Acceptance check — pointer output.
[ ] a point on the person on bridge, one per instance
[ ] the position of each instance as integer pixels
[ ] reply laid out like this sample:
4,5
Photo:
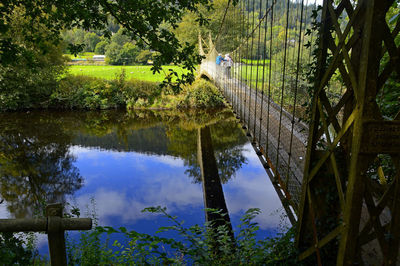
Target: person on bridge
219,60
228,62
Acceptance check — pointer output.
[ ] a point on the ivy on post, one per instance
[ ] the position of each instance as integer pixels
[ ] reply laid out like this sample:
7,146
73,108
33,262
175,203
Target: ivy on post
55,234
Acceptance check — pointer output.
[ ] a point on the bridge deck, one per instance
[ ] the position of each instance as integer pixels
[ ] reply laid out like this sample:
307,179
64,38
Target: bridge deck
270,126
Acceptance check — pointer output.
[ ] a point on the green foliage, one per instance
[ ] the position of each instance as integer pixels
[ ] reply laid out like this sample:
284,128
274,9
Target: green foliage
201,94
14,250
121,55
144,56
28,79
113,54
200,245
82,92
101,47
148,24
132,72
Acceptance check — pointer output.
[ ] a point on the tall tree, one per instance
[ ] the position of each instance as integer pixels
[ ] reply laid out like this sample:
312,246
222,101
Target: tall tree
148,22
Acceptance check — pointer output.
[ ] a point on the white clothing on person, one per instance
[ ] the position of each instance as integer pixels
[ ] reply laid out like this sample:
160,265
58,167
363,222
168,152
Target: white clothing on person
228,61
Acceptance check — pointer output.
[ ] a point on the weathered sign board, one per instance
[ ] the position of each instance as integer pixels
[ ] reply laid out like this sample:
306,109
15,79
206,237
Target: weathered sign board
381,137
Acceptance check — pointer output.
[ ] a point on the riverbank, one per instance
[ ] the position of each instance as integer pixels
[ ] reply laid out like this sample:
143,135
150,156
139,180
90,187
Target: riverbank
91,93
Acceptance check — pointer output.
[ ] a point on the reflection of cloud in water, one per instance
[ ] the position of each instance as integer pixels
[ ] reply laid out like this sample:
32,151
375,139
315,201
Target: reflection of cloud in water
138,181
252,157
4,214
169,192
253,189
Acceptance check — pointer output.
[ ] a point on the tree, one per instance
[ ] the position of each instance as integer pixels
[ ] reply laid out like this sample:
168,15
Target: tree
101,47
128,53
29,73
113,53
145,22
91,39
144,56
120,38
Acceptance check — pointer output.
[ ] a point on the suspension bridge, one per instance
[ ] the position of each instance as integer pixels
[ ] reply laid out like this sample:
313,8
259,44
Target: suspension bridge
309,85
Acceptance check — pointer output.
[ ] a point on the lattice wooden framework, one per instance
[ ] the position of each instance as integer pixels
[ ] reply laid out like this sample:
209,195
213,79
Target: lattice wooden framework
342,208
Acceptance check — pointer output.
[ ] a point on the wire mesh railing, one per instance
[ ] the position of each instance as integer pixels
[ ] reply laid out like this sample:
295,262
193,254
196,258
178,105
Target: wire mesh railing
267,83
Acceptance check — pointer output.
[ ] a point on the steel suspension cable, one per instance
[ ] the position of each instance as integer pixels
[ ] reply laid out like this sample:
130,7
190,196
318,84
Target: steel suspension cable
263,76
247,56
283,83
251,68
269,80
258,64
295,89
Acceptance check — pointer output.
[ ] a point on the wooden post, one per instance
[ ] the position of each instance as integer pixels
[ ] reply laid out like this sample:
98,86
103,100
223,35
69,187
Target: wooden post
54,225
55,233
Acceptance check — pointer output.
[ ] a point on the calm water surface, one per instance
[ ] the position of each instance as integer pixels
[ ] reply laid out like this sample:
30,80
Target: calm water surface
115,164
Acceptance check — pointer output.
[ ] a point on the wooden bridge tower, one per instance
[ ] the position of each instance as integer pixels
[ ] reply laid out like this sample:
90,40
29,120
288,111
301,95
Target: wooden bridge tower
346,215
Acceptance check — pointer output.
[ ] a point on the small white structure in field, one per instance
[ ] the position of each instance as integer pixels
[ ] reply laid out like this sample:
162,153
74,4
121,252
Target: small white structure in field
99,57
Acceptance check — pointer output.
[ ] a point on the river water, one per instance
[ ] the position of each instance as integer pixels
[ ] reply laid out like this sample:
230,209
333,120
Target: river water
112,164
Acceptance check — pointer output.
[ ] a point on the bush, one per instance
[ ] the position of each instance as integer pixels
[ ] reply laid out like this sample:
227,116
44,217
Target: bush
201,94
82,92
201,245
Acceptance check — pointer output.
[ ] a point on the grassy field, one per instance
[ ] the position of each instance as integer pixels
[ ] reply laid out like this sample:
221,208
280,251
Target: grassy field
132,72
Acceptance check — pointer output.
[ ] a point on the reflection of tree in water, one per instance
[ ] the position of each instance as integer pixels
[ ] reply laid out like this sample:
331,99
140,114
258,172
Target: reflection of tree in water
227,139
35,163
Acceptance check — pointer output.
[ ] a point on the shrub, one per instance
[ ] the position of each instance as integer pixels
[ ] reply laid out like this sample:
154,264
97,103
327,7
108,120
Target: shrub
82,92
201,94
201,245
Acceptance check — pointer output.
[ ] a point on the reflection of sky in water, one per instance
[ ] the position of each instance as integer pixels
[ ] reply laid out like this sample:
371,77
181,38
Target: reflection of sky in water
124,183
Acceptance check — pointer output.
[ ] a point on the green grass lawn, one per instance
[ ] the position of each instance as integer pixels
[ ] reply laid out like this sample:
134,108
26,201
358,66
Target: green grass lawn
132,72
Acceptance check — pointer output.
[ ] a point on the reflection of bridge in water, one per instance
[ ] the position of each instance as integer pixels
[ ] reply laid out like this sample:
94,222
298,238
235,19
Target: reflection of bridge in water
338,175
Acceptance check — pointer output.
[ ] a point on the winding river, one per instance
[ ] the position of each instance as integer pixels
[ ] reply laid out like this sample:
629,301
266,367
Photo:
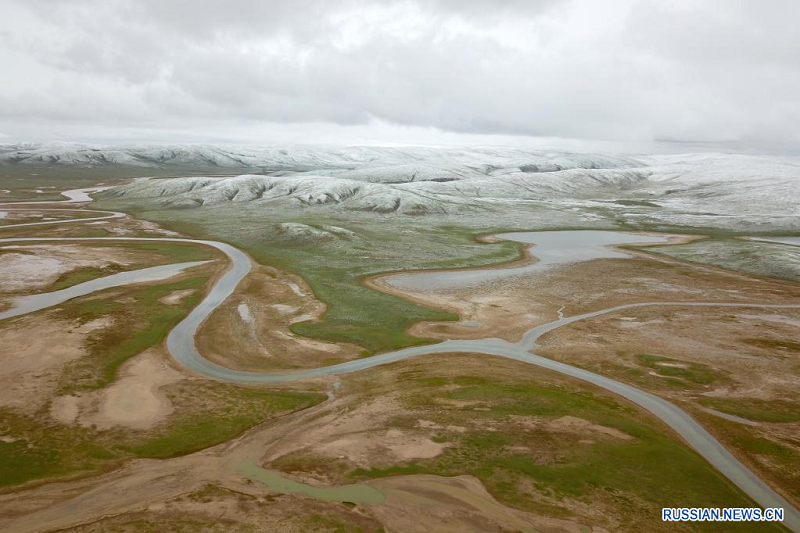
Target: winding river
181,345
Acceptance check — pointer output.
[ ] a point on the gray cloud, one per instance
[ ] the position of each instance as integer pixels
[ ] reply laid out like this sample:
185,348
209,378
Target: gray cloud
622,70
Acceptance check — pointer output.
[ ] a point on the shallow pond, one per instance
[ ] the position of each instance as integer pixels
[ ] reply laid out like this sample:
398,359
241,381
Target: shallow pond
551,248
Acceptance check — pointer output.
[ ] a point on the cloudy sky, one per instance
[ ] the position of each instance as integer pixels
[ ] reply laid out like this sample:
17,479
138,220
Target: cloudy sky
427,72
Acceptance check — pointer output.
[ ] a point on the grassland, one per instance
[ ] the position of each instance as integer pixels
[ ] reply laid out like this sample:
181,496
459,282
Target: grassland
751,257
510,427
205,413
334,266
43,449
150,254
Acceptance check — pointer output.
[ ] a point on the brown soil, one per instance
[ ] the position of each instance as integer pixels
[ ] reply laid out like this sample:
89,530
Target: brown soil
716,341
274,300
175,491
32,267
33,352
508,308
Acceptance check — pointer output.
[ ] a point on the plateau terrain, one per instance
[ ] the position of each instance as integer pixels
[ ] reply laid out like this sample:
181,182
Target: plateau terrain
400,339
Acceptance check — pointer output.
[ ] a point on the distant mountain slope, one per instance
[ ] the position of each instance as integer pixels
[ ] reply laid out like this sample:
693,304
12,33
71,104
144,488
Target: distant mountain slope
686,188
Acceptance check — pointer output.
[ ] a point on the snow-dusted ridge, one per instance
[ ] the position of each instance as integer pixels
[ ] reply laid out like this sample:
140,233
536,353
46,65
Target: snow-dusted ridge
695,188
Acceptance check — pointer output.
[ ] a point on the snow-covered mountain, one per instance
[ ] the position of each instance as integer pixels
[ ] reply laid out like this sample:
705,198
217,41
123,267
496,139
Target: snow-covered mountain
696,189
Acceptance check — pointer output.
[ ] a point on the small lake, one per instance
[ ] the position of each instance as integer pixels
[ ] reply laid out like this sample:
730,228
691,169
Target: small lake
28,304
550,248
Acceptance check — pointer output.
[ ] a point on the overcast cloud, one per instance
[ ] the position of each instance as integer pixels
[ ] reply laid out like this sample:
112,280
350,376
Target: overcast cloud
428,71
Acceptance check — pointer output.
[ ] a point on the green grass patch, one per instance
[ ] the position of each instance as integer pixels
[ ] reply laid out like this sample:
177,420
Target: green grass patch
773,411
773,344
140,322
679,370
43,449
519,463
334,267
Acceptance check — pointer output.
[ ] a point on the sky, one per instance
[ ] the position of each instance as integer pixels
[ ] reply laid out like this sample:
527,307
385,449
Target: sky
518,72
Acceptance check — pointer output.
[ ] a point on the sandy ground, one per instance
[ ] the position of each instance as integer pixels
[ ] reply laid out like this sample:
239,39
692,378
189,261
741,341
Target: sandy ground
32,267
425,503
33,352
250,331
135,400
160,489
508,308
721,342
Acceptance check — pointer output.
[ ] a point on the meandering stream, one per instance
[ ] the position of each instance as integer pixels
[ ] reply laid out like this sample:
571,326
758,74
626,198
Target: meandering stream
181,345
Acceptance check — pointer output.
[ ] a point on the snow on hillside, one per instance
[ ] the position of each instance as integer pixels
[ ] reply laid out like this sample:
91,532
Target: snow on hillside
685,188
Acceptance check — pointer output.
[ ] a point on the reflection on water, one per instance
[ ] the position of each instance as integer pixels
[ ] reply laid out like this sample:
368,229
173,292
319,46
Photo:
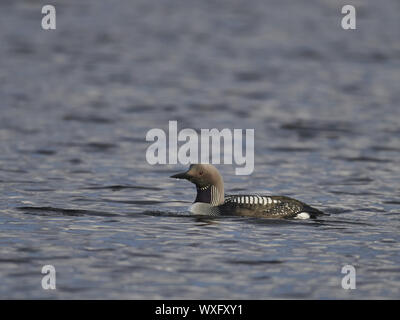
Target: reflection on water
77,193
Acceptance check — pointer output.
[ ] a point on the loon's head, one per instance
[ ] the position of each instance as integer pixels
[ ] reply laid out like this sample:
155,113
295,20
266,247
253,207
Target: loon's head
208,181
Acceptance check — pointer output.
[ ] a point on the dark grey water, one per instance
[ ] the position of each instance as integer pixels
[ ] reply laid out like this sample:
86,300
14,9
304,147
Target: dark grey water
76,191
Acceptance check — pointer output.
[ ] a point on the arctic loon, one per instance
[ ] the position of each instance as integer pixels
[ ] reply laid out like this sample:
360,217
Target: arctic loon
210,199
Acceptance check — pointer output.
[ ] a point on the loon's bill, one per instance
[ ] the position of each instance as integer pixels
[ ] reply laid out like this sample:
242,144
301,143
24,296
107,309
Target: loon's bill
211,200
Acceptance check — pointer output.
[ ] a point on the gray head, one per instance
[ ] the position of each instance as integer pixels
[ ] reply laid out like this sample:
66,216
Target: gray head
208,181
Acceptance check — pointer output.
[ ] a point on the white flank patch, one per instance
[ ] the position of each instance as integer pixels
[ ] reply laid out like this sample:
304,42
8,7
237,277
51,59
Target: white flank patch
302,216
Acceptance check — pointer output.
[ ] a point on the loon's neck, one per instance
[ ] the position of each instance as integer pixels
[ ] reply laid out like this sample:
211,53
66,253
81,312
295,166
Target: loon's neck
210,194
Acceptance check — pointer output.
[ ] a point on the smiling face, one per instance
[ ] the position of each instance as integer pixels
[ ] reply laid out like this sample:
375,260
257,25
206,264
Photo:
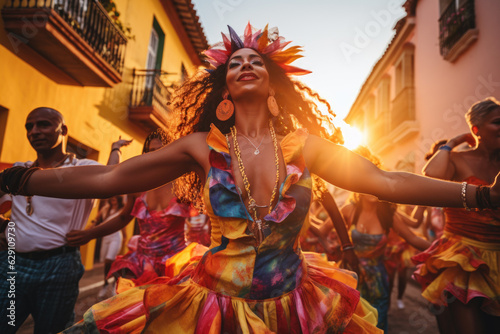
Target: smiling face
247,75
45,129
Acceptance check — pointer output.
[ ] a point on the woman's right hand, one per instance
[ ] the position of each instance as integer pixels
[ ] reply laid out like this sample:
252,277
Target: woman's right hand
495,192
463,138
78,237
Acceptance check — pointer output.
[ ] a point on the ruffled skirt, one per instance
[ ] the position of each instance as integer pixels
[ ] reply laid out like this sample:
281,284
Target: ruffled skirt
325,302
463,267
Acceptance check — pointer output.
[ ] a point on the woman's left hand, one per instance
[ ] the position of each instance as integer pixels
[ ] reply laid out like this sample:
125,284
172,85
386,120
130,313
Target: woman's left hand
120,143
78,237
495,192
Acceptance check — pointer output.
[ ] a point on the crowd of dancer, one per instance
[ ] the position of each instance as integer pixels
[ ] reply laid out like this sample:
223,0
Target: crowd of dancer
251,149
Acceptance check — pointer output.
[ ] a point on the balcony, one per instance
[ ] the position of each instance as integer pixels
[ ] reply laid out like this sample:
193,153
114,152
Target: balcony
457,30
76,36
149,100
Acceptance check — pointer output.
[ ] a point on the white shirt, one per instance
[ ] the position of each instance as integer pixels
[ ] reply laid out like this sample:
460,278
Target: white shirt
52,218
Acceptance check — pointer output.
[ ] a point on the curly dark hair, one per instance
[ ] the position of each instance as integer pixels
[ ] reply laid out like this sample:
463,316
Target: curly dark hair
157,134
196,101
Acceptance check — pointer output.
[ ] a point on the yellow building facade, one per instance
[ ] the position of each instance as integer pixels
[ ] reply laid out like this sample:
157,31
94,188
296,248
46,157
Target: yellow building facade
106,81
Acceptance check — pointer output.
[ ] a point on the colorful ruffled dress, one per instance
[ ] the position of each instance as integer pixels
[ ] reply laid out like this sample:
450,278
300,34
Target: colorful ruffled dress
161,236
374,280
239,286
465,261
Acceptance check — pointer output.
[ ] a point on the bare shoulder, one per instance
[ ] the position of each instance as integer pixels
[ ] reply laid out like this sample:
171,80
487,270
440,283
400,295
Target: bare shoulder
347,210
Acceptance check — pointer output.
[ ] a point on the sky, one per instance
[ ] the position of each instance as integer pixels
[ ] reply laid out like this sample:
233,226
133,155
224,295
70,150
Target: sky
342,40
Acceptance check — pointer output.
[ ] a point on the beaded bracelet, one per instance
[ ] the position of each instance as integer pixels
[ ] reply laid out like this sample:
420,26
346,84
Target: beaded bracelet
445,148
483,198
463,194
346,247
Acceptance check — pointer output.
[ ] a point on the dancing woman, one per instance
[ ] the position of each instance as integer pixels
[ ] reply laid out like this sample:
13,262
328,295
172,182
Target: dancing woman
253,169
460,272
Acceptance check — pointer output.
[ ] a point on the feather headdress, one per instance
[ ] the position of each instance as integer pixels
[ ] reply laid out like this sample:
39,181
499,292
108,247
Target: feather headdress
267,42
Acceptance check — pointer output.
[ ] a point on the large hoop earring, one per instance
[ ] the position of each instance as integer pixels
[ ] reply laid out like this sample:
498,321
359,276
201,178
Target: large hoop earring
225,109
271,103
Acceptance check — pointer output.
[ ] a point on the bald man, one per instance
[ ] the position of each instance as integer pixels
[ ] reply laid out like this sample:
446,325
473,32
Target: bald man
41,277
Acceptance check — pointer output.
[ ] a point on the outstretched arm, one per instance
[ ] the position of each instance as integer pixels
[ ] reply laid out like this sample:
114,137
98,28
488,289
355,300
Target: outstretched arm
137,174
112,224
115,154
343,168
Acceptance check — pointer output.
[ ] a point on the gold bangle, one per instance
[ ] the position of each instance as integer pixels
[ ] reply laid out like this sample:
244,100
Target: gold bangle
463,194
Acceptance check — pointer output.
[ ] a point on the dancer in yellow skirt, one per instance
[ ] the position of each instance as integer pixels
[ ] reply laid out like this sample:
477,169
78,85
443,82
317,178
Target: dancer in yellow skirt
460,271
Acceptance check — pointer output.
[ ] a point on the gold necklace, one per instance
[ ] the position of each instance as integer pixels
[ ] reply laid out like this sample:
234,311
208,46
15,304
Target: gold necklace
29,205
257,151
252,205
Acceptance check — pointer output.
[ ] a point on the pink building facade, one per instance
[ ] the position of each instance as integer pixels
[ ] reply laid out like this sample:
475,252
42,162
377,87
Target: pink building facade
443,58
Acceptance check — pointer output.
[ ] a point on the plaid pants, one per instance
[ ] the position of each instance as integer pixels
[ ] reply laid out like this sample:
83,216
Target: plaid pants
47,289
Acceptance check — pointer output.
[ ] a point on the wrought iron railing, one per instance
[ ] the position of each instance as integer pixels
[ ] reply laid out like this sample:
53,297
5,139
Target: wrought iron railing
403,107
454,23
149,90
90,20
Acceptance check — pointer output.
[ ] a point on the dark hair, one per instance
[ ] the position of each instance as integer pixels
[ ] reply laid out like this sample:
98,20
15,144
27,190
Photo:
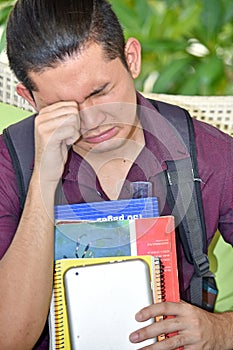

§ **Task goal**
Pull out each line in the rows above that contains the word "lawn". Match case as well: a line counts only if its letters have the same upper and lower case.

§ **Response to the exercise**
[ ] a point on the green grass lawn, one per instance
Target: green grass lawn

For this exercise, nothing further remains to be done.